WHAT IS NEEDED » Pull out each line of the listing below that contains the word "with" and copy those lines unchanged.

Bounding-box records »
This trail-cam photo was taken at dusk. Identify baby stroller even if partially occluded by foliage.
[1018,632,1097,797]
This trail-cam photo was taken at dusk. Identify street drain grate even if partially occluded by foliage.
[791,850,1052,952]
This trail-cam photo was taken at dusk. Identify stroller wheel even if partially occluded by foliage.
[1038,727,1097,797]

* * *

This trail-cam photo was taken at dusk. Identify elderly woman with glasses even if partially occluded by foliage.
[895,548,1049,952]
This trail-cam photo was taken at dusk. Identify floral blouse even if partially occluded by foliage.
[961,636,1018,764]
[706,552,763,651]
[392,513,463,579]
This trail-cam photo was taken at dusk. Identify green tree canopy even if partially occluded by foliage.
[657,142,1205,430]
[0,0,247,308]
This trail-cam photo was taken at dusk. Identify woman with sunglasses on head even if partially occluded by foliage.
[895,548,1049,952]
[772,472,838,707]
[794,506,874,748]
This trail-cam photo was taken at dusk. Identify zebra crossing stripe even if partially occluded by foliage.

WORKED SOLUTION »
This trail-cam photo was taken at dusk. Identify elderly woman with glasses even if partially occluded by foliage.
This trail-cam photo was taken at dusk. Identify woman with sunglasses on head even if partially occluded by foliage.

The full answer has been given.